> [EXERCISE TASK]
Set out the part of the items that opens with the line containing "Exercise. Mark the snow-covered" and closes with the line containing "pixel 596 387", both lines included, as a numbered list with blank lines left out.
Begin LISTED RECORDS
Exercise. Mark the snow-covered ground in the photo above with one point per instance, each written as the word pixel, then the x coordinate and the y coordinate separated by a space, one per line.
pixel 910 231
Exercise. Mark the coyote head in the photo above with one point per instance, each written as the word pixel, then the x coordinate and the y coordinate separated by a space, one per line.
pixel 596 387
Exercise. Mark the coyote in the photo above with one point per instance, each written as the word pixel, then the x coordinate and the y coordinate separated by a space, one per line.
End LISTED RECORDS
Begin LISTED RECORDS
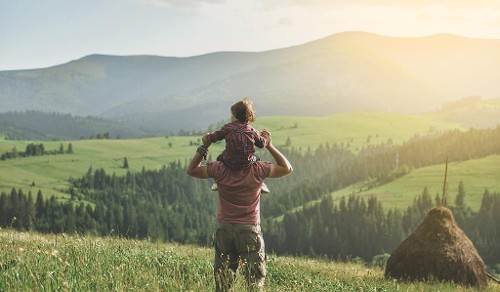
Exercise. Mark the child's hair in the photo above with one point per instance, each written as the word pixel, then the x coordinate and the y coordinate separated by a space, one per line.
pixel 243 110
End LISTED RECORDS
> [RESPONSE TO THIS TASK]
1. Exercise. Mark the snow-covered ground in the photo above with one point per instance, each written as the word pixel, then the x coordinate and the y coordinate separated by a space, one per line.
2. pixel 910 231
3. Exercise. Mark the coyote head in the photo above with one point per instance, each written as the word pixel, then the x coordinate and the y coordinate separated by a space, one per line.
4. pixel 596 387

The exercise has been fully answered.